▶ [Aim of the exercise]
A faithful copy of the whole listing is the goal. Match it exactly.

-.-.-

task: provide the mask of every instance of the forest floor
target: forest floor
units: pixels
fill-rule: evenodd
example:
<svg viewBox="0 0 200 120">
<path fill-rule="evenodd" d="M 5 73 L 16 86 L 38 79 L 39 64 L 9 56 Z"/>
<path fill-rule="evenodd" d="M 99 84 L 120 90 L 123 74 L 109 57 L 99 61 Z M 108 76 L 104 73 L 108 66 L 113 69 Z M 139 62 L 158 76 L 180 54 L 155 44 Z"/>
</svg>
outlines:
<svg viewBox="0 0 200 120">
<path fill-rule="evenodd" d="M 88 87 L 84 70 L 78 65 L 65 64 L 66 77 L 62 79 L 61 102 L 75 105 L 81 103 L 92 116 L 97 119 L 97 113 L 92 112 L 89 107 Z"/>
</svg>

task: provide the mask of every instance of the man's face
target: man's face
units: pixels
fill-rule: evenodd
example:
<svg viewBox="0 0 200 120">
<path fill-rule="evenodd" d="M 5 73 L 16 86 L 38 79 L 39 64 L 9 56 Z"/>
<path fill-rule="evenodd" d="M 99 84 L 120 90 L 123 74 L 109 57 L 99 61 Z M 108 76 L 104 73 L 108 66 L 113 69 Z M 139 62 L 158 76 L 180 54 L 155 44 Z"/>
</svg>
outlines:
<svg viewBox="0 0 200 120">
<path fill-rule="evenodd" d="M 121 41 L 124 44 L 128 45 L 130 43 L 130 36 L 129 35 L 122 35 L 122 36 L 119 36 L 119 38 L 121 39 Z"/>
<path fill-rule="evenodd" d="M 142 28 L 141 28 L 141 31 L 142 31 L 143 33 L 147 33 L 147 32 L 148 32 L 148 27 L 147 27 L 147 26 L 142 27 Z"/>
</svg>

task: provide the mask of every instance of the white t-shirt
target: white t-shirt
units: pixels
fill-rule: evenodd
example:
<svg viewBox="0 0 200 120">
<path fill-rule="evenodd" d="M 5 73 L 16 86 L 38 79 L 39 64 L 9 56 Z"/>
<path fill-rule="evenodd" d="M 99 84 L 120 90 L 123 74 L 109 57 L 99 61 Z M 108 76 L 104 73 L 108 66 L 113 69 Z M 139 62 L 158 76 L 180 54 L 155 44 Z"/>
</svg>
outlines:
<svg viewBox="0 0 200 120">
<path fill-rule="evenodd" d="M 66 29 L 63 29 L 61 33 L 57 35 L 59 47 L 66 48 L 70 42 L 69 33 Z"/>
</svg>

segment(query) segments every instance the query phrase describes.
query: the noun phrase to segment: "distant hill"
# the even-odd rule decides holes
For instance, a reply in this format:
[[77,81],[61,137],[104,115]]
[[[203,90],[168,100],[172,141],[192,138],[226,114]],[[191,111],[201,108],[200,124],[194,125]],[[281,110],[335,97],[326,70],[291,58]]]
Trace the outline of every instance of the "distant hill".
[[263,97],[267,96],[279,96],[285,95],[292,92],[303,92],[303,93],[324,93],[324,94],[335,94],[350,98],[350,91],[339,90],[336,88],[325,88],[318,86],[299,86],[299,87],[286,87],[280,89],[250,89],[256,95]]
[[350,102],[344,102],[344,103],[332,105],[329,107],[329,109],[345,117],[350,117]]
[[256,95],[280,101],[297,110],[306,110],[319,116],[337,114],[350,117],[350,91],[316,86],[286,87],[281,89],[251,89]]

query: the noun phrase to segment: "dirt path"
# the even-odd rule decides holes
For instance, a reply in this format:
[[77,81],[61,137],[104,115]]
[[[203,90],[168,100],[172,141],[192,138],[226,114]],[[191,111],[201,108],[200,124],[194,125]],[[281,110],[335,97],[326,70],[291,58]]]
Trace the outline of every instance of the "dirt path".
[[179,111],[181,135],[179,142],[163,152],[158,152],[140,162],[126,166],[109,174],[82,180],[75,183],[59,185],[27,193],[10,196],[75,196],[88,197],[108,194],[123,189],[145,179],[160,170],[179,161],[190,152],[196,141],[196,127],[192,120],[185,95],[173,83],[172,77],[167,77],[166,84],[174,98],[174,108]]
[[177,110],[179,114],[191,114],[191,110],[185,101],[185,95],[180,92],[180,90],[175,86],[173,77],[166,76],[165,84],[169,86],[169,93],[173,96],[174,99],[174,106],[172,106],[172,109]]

-.-.-

▶ [Task output]
task: provide the mask of every instance of the forest floor
target: forest floor
units: pixels
fill-rule: evenodd
example:
<svg viewBox="0 0 200 120">
<path fill-rule="evenodd" d="M 5 73 L 16 86 L 38 79 L 39 64 L 9 56 Z"/>
<path fill-rule="evenodd" d="M 99 84 L 120 90 L 123 74 L 109 57 L 99 61 Z M 108 76 L 104 73 L 108 66 L 113 69 Z M 139 62 L 158 76 L 180 54 L 155 44 Z"/>
</svg>
outlines:
<svg viewBox="0 0 200 120">
<path fill-rule="evenodd" d="M 88 87 L 84 70 L 78 65 L 65 64 L 66 77 L 62 79 L 61 102 L 75 105 L 81 103 L 92 116 L 97 119 L 97 113 L 92 112 L 89 107 Z"/>
</svg>

task: provide the mask of every instance of the man's face
target: man's face
units: pixels
fill-rule: evenodd
example:
<svg viewBox="0 0 200 120">
<path fill-rule="evenodd" d="M 5 73 L 16 86 L 38 79 L 39 64 L 9 56 Z"/>
<path fill-rule="evenodd" d="M 99 84 L 120 90 L 123 74 L 109 57 L 99 61 Z M 108 76 L 104 73 L 108 66 L 113 69 Z M 139 62 L 158 76 L 180 54 L 155 44 Z"/>
</svg>
outlines:
<svg viewBox="0 0 200 120">
<path fill-rule="evenodd" d="M 121 41 L 124 44 L 128 45 L 130 43 L 130 36 L 129 35 L 122 35 L 122 36 L 119 36 L 119 38 L 121 39 Z"/>
<path fill-rule="evenodd" d="M 142 28 L 141 28 L 141 31 L 142 31 L 143 33 L 147 33 L 147 32 L 148 32 L 148 27 L 147 27 L 147 26 L 142 27 Z"/>
</svg>

task: provide the mask of every instance of the white t-shirt
target: white t-shirt
units: pixels
fill-rule: evenodd
example:
<svg viewBox="0 0 200 120">
<path fill-rule="evenodd" d="M 5 73 L 16 86 L 38 79 L 39 64 L 9 56 Z"/>
<path fill-rule="evenodd" d="M 99 84 L 120 90 L 123 74 L 109 57 L 99 61 Z M 108 76 L 104 73 L 108 66 L 113 69 Z M 139 62 L 158 76 L 180 54 L 155 44 Z"/>
</svg>
outlines:
<svg viewBox="0 0 200 120">
<path fill-rule="evenodd" d="M 66 29 L 63 29 L 61 33 L 57 35 L 59 47 L 66 48 L 70 42 L 69 33 Z"/>
</svg>

segment(query) segments every instance the query phrase describes.
query: the noun phrase to segment: "distant hill"
# the even-odd rule decides holes
For instance, a reply in this format:
[[77,81],[61,137],[104,115]]
[[[203,90],[168,100],[172,141],[192,138],[226,114]],[[191,111],[201,108],[200,124],[194,125]],[[281,110],[335,97],[326,70],[291,58]]]
Trace the outline of every instance of the "distant hill".
[[263,97],[267,96],[279,96],[285,95],[292,92],[303,92],[303,93],[324,93],[324,94],[335,94],[350,98],[350,91],[339,90],[336,88],[325,88],[318,86],[299,86],[299,87],[286,87],[280,89],[250,89],[256,95]]
[[350,102],[344,102],[344,103],[332,105],[329,107],[329,109],[345,117],[350,117]]
[[256,95],[280,101],[297,110],[306,110],[319,116],[337,114],[350,117],[350,91],[316,86],[286,87],[281,89],[251,89]]

query: the noun phrase to segment: "dirt path"
# the even-odd rule decides holes
For instance, a reply in this format:
[[77,81],[61,137],[104,115]]
[[[203,90],[168,100],[172,141],[192,138],[226,114]],[[191,111],[201,108],[200,124],[194,125]],[[281,110],[335,97],[326,70],[291,58]]]
Trace the outline of every instance of the "dirt path".
[[179,111],[181,135],[179,142],[163,152],[158,152],[140,162],[126,166],[109,174],[82,180],[75,183],[59,185],[27,193],[10,196],[75,196],[88,197],[108,194],[123,189],[145,179],[160,170],[179,161],[190,152],[196,141],[196,127],[192,120],[185,95],[173,83],[172,77],[167,77],[166,84],[174,98],[174,108]]
[[177,110],[179,114],[191,114],[191,110],[185,101],[185,95],[180,92],[180,90],[175,86],[173,77],[166,76],[165,84],[169,86],[169,93],[173,96],[174,99],[174,106],[172,106],[172,109]]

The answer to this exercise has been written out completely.